YOUR GOAL: Make an exact copy of the listing below. Pictures stay out of it.

*** Block opens ***

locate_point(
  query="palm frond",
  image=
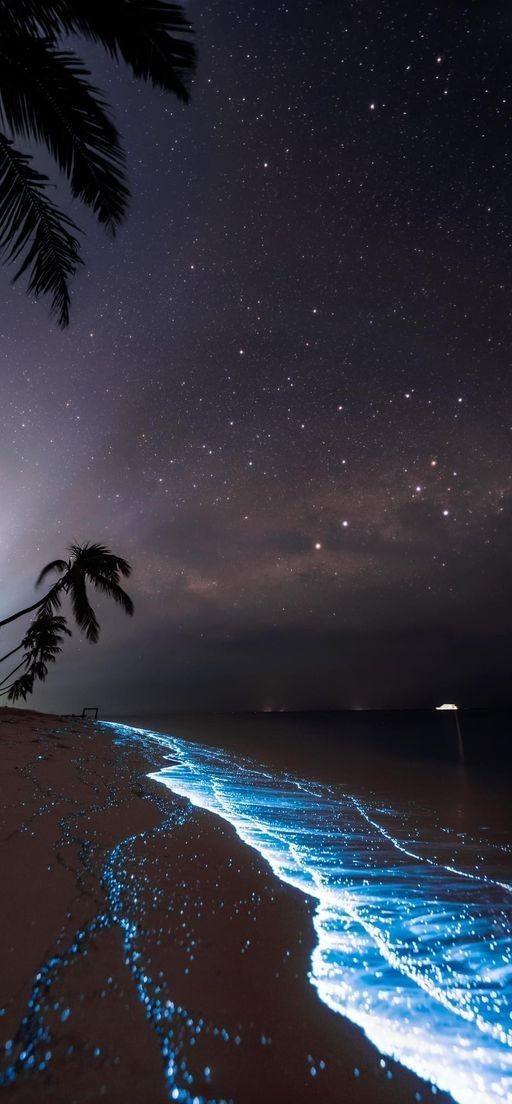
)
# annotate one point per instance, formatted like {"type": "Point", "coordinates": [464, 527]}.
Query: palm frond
{"type": "Point", "coordinates": [83, 612]}
{"type": "Point", "coordinates": [114, 591]}
{"type": "Point", "coordinates": [151, 36]}
{"type": "Point", "coordinates": [93, 556]}
{"type": "Point", "coordinates": [45, 95]}
{"type": "Point", "coordinates": [21, 688]}
{"type": "Point", "coordinates": [34, 231]}
{"type": "Point", "coordinates": [55, 565]}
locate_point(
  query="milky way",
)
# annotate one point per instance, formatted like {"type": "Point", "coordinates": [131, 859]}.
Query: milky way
{"type": "Point", "coordinates": [285, 392]}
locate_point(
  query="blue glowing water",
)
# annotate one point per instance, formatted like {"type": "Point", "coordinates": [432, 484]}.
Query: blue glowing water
{"type": "Point", "coordinates": [413, 923]}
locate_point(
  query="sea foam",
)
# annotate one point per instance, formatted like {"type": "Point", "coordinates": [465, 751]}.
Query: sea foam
{"type": "Point", "coordinates": [413, 926]}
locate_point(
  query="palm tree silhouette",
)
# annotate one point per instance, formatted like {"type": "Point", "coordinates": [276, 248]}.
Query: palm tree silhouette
{"type": "Point", "coordinates": [45, 96]}
{"type": "Point", "coordinates": [87, 563]}
{"type": "Point", "coordinates": [42, 644]}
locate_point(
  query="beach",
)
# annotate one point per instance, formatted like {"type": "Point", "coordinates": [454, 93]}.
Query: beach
{"type": "Point", "coordinates": [146, 952]}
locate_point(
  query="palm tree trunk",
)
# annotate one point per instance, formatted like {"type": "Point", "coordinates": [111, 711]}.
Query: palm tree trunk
{"type": "Point", "coordinates": [7, 621]}
{"type": "Point", "coordinates": [36, 605]}
{"type": "Point", "coordinates": [11, 653]}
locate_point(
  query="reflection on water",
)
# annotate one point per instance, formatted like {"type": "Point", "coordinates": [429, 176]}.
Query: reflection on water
{"type": "Point", "coordinates": [414, 900]}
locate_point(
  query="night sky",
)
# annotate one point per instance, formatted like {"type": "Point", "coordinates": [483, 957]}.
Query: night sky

*** Block closes ***

WRITTEN ANSWER:
locate_point(
  query="palm frond",
  image=
)
# annotate one point per instance, formatted like {"type": "Point", "coordinates": [464, 527]}.
Query: palm frond
{"type": "Point", "coordinates": [83, 612]}
{"type": "Point", "coordinates": [114, 591]}
{"type": "Point", "coordinates": [151, 36]}
{"type": "Point", "coordinates": [93, 556]}
{"type": "Point", "coordinates": [45, 95]}
{"type": "Point", "coordinates": [21, 688]}
{"type": "Point", "coordinates": [34, 231]}
{"type": "Point", "coordinates": [55, 565]}
locate_point(
  query="milky way",
)
# annotate one point per instance, formatted like {"type": "Point", "coordinates": [131, 859]}.
Query: milky way
{"type": "Point", "coordinates": [285, 392]}
locate_point(
  query="blue glowing water",
)
# annotate one point per instance, formatted like {"type": "Point", "coordinates": [432, 484]}.
Query: blue glowing water
{"type": "Point", "coordinates": [413, 923]}
locate_point(
  query="sea foam",
)
# annotate one point per instance, formatted like {"type": "Point", "coordinates": [465, 751]}.
Query: sea foam
{"type": "Point", "coordinates": [413, 926]}
locate_point(
  query="palm tree silhouette",
)
# annotate one point per instance, formatted like {"type": "Point", "coordinates": [276, 248]}.
Query: palm tree silhouette
{"type": "Point", "coordinates": [45, 96]}
{"type": "Point", "coordinates": [87, 563]}
{"type": "Point", "coordinates": [42, 644]}
locate_point(
  query="beach",
)
# annotate one point per instance, formatted like {"type": "Point", "coordinates": [454, 93]}.
Query: beach
{"type": "Point", "coordinates": [146, 952]}
locate_point(
  query="palm tree trunk",
)
# annotate one point per instance, formatted like {"type": "Point", "coordinates": [111, 711]}.
Query: palm tree trunk
{"type": "Point", "coordinates": [7, 621]}
{"type": "Point", "coordinates": [36, 605]}
{"type": "Point", "coordinates": [11, 653]}
locate_point(
  query="reflection on water",
)
# annotate one point per instance, formatted like {"type": "Point", "coordinates": [429, 176]}.
Query: reflection on water
{"type": "Point", "coordinates": [414, 900]}
locate_point(
  query="night sky",
)
# annotate one point per instance, formatted like {"type": "Point", "coordinates": [483, 957]}.
Query: night sky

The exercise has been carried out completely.